原文:
========================

手術というのは、魚をさばく作業に似ています。もちろん最初は、うまくさばくことができませんが、包丁を入れる順番やコツがわかると、上手にさばけるようになりますよね。手術も、基本的な手技の反復練習を積み上げるとで、難易度の高い手術ができるようになります。基本的な手技というのは、魚をさばくのと似ていて、知識とコツと後は、経験数に依存します。
超えられない壁があることも事実
平均的な外科医になることは可能ですが、その道で、トップレベルの外科医になってやる!という野望があるのであれば、少し考える必要があります。その領域に到達するためには、センスが必要になってきます。世の中には、3回練習すればできる人と、30回練習してできるようになる人がいます。そういう意味では、平均的な外科医になることは努力でなんとかなりますが、超一流になるためには、才能も必要になってくると思います。
学会で有名な外科医が手術がうまいとは限らない
研修医のときは、「手術がうまい医師が、学会で有名」と思っている人が多いと思いますが、そうでもありません。というのが、学会で有名になるためには、自分の手術の内容を、発表したり、論文に書いたりして、周囲に伝える必要があります。しかし、市中病院にいる本当に手術が上手な先生は、学会発表にあまり興味がなかったりします。
学会で発表をたくさんしている大学病院の外科系医師達は、ある特定の専門領域のスペシャリストであることがほとんどです。幅広くどんな手術でも上手にするというよりは、非常に狭い領域にしぼって、手術症例数をかせいで、その道の有名外科医になっていることが多いです。
心臓血管外科医や脳神経外科医のように、手術症例が自分にまわってこない科もある。

========================

提供データ:
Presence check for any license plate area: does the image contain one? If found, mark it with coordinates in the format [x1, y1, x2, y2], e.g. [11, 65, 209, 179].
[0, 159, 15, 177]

========================

演習:
原文によると、学会で発表を多く行っている大学病院の外科系医師達は、ほとんどがどのような医師ですか。

解答:
ある特定の専門領域のスペシャリストです。